Count the lines of the material below that contain the string "marsh", treating uppercase and lowercase as different, and give only the number.
++++++
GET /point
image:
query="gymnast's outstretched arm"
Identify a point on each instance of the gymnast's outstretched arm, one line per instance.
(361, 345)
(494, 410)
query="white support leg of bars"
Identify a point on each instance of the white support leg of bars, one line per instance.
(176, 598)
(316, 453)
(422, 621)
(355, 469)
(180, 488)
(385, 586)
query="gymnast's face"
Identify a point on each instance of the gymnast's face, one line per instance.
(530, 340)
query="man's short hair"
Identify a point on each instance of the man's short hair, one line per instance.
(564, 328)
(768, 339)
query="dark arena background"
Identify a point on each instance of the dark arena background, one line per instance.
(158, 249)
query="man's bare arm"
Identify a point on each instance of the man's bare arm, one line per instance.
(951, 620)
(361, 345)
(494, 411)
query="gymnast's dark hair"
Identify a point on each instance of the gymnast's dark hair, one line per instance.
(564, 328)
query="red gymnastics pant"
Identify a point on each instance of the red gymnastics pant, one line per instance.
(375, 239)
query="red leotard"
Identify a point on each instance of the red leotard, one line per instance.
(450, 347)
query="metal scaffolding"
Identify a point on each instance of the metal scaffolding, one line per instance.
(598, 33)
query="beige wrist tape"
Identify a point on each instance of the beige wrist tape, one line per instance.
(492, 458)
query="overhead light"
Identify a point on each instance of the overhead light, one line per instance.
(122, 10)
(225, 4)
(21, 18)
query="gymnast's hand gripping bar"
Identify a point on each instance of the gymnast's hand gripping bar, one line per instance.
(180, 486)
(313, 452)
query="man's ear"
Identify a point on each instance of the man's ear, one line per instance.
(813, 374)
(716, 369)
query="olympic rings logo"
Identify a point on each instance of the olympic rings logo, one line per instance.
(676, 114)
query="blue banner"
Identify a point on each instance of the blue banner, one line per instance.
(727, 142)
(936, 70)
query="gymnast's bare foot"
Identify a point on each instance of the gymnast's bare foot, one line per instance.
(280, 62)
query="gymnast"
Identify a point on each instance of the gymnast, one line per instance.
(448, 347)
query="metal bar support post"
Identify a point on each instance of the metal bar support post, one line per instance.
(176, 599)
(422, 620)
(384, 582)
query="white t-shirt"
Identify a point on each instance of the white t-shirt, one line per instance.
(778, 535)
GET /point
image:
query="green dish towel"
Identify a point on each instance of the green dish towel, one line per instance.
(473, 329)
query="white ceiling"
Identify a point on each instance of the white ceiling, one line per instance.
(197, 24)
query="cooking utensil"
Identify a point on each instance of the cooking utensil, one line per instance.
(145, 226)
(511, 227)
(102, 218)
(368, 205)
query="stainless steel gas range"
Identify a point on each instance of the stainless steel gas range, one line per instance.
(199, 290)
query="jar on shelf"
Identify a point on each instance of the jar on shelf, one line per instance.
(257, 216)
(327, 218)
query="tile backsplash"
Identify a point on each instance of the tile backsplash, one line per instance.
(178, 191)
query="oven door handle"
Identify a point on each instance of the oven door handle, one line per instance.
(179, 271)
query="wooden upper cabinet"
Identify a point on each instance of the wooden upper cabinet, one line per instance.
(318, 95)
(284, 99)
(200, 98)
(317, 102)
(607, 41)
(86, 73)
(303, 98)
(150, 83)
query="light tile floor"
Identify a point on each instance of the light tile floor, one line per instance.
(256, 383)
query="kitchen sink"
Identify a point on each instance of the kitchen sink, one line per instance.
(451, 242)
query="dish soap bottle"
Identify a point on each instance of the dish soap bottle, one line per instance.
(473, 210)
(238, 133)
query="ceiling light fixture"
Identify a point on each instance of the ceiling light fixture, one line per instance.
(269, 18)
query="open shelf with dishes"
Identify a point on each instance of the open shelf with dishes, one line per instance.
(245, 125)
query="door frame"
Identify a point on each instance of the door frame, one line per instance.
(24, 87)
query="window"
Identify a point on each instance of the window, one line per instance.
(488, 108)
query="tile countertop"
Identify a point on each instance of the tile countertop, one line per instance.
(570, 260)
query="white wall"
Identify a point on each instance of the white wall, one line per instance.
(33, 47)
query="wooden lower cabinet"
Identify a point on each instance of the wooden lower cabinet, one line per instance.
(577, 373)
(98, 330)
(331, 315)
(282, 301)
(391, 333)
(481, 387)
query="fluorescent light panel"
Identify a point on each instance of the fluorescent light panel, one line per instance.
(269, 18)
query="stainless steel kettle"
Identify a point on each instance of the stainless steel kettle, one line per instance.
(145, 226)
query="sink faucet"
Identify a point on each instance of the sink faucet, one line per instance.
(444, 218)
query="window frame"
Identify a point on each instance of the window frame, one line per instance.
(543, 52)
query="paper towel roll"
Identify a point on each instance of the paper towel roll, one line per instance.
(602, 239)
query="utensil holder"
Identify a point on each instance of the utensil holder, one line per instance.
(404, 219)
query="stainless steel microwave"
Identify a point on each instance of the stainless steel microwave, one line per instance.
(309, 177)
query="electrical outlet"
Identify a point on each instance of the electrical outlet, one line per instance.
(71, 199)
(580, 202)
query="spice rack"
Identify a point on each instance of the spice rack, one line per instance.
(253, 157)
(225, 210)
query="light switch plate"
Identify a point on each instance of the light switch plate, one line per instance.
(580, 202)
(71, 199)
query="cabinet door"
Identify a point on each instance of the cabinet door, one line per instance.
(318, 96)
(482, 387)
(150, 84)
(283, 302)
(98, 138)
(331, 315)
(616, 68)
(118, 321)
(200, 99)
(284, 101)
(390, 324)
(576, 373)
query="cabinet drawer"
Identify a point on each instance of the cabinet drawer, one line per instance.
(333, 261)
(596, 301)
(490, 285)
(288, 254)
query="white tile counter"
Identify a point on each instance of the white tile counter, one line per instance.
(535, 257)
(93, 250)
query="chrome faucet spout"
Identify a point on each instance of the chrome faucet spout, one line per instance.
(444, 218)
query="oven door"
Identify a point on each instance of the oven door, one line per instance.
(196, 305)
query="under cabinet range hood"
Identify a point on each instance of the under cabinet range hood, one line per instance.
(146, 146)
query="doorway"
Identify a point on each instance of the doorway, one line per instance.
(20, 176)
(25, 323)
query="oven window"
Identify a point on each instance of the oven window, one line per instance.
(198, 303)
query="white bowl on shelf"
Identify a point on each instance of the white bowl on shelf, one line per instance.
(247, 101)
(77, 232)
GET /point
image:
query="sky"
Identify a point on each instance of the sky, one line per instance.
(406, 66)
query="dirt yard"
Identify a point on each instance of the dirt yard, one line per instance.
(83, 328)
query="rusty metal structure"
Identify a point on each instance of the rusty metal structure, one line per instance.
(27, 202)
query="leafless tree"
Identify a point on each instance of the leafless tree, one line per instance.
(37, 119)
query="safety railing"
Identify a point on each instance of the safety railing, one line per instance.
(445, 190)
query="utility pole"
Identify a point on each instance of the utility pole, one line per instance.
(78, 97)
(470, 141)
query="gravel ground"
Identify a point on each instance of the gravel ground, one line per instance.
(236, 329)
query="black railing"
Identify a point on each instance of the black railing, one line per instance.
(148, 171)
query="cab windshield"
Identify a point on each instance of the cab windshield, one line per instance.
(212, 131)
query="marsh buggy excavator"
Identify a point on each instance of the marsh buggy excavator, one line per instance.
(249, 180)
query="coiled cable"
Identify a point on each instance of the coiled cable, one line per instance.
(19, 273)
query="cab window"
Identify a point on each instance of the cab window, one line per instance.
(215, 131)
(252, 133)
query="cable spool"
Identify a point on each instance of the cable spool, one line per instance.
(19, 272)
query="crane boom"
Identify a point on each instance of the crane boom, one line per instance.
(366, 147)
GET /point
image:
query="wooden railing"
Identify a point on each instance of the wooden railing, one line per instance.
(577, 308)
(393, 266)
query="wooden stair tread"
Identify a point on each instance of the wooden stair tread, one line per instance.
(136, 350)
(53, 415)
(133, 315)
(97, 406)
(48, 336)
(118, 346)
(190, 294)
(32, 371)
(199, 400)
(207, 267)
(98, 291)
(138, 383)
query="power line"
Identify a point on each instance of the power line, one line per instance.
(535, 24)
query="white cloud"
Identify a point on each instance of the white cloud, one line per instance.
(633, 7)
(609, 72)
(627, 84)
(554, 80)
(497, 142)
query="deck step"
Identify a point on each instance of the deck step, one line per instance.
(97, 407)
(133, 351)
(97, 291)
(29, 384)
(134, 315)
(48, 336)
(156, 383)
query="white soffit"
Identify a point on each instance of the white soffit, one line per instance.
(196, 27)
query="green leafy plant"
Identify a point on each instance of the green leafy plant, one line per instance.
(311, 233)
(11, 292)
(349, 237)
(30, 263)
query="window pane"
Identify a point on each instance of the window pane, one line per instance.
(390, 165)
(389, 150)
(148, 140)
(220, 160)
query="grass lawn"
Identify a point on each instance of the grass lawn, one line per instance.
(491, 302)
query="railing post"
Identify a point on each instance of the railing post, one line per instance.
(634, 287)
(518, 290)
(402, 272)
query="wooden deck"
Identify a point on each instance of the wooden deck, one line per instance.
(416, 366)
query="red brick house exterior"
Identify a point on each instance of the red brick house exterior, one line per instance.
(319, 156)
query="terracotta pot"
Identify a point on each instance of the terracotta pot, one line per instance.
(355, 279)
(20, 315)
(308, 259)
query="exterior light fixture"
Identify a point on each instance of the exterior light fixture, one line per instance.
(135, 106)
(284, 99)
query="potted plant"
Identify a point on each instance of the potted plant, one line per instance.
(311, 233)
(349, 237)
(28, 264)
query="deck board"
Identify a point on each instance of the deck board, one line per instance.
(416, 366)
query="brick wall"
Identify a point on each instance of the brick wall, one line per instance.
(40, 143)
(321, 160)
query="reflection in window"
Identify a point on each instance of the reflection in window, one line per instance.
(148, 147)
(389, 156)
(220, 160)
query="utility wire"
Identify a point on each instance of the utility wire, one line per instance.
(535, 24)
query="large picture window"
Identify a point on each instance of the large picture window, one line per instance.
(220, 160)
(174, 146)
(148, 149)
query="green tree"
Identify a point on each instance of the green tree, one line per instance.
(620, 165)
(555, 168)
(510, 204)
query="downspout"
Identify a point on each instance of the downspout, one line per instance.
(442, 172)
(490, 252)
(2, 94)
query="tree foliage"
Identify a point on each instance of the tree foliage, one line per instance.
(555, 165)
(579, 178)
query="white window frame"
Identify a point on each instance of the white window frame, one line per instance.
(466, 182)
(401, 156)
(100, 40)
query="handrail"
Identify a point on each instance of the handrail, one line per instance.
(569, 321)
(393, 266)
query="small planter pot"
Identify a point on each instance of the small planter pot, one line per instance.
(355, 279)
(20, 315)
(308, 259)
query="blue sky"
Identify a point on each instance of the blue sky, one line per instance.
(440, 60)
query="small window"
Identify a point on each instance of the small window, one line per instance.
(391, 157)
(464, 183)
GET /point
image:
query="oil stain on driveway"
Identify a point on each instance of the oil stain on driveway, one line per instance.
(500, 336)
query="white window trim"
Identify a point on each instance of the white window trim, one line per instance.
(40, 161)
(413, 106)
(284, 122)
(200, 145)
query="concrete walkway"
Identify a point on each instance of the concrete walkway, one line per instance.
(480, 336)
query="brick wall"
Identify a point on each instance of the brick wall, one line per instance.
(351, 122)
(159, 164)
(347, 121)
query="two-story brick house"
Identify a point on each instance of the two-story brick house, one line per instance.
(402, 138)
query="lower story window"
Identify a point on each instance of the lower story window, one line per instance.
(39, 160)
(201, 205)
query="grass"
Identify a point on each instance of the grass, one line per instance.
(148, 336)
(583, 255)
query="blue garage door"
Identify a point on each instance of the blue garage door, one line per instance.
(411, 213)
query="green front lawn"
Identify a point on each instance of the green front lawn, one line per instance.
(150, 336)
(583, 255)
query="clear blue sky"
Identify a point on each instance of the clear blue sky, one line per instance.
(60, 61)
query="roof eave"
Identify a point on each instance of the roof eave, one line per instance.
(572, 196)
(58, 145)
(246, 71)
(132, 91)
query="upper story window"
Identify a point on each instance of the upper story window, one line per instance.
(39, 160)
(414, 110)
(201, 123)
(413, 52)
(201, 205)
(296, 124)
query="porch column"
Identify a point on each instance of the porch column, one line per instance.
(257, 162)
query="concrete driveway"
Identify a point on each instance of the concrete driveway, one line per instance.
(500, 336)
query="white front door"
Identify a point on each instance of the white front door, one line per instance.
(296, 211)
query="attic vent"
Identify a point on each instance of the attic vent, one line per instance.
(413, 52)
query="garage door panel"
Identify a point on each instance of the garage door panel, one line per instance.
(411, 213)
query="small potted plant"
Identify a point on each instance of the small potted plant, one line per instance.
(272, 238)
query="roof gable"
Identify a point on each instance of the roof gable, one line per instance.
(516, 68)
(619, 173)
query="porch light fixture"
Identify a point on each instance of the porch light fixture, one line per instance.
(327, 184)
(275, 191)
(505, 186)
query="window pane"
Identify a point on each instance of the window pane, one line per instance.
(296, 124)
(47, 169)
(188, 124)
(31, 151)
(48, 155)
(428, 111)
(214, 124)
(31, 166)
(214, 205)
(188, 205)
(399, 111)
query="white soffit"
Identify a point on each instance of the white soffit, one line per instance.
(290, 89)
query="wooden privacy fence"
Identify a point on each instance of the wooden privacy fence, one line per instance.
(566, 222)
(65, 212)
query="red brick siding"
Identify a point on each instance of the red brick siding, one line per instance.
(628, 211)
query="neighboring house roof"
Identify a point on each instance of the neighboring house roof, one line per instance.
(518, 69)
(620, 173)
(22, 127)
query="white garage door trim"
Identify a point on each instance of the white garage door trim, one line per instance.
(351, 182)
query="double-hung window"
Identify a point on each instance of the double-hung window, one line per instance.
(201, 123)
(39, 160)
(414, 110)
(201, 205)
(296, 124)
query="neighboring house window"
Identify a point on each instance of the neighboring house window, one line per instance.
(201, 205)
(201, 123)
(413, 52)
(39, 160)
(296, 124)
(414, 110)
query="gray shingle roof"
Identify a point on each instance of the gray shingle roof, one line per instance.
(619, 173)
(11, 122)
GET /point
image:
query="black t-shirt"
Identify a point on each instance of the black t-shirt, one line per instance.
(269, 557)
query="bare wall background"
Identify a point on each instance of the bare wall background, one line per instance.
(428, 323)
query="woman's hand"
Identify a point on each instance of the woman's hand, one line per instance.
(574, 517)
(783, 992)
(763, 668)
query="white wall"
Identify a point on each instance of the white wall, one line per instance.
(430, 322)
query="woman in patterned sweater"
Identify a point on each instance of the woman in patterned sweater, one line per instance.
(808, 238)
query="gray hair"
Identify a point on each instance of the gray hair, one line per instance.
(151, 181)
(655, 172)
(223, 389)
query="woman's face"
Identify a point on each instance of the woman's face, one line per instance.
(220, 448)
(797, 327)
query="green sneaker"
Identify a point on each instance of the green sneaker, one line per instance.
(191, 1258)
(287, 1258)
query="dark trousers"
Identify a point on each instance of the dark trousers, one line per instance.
++++++
Output of the task: 2